Every entry must be set down exactly in the answer; no pictures should appear.

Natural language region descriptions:
┌──

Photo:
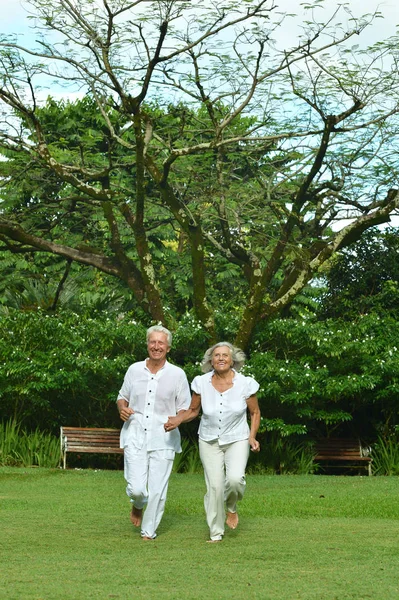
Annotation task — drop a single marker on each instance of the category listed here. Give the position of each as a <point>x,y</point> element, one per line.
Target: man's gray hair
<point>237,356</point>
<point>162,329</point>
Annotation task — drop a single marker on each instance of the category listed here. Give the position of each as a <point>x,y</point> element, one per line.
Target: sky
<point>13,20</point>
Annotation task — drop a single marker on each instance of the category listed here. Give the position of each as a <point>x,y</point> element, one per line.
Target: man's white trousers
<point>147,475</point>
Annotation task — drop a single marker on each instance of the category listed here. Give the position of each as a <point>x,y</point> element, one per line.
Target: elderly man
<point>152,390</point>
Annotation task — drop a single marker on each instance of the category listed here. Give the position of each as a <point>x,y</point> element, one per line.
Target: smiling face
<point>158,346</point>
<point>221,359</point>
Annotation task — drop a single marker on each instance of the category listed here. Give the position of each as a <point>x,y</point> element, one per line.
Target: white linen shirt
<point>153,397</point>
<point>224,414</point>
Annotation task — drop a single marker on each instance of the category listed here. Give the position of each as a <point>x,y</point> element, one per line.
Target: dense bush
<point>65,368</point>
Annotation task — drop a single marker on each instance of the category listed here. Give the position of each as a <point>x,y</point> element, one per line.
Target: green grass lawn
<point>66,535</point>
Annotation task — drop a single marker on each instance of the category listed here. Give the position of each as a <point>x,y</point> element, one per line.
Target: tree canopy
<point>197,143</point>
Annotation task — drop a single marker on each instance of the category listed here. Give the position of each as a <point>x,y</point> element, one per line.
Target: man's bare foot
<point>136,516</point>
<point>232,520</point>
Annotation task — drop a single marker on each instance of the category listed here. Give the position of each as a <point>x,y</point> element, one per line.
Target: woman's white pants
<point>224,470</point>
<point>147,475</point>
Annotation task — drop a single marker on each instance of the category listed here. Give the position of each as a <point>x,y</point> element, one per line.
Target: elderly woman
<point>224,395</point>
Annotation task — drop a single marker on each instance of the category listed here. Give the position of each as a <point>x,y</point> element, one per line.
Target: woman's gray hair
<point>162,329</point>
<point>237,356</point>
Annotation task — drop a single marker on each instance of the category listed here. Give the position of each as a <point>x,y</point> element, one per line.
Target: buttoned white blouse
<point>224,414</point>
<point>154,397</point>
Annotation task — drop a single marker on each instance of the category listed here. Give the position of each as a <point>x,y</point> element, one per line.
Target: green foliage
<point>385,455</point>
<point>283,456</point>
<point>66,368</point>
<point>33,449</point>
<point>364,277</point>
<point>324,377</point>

└──

Response area:
Photo:
Annotation task — drop a single marker on each instance of the category listed here. Give the position of each as a <point>x,y</point> element, one per line.
Target: man's gray hair
<point>237,356</point>
<point>162,329</point>
Annotation task — drop a single marker on each instance of the category listed here. Give the position of each as a <point>x,y</point> element, one per line.
Target: sky
<point>13,20</point>
Annotation task — drop a single marker on each instance of the category listed here. Give the position of each as a <point>x,y</point> element, one per line.
Target: man's white trousers
<point>147,475</point>
Annotation task — drop a single marker on each instance of the category listed here. Give the position of each as a <point>x,y</point> element, one per line.
Target: elderly man
<point>152,390</point>
Annotation task — drop a single marker on each instance of the category listed here. Give the position of each as a <point>x,y</point> element, one per line.
Target: smiling face
<point>158,346</point>
<point>221,359</point>
Annotation task — drop a single marker on each instance of the category listed here. Give the position of each as a <point>x,y</point> element, one per line.
Target: white linen shirt
<point>153,397</point>
<point>224,414</point>
Annotation task — drop a single marker on each instance of the category listed here. Give the position of each as a <point>x,y</point> element, one per line.
Target: dense bush
<point>65,368</point>
Annotation task — drop a single marker on each instance of the category listed here. Give the position of each as a <point>x,y</point> element, one per line.
Target: green grass lawn
<point>66,535</point>
Annotation task — drop a single marker on each instance of the category listed here. Give the position of each as a <point>x,y</point> element, one per line.
Target: tree canopy
<point>197,143</point>
Annotation task — drop a single marker on each instance of the category listed here. Give the position of each as a <point>x,y</point> element, one per line.
Target: man's bare foot
<point>136,516</point>
<point>232,520</point>
Annotation task — drop a single marker on each instance of the category listed here. Give the position of each as a <point>x,y</point> element, one per line.
Target: woman's white pants
<point>224,470</point>
<point>147,475</point>
Annotation task — drop a single marker on each instance of the category listed here. Give the position of each as a <point>x,y</point> element, one per line.
Target: elderly woman
<point>224,395</point>
Annotation task — drop a single marker on each instance of the category listed here. Give the position of each as a <point>x,y</point> element, one per line.
Target: woman's gray hair
<point>162,329</point>
<point>237,356</point>
Annotation task — drop a single marker on each instance of the category listed here. Give the position of each as a <point>x,y</point> element, one per line.
Target: buttoned white blouse
<point>224,414</point>
<point>154,397</point>
Annotation task — drop a single marker on each instance of the category listed here. Give the position of each as a <point>x,y</point> element, one per line.
Target: green foliage
<point>385,455</point>
<point>283,456</point>
<point>66,368</point>
<point>33,449</point>
<point>364,277</point>
<point>324,377</point>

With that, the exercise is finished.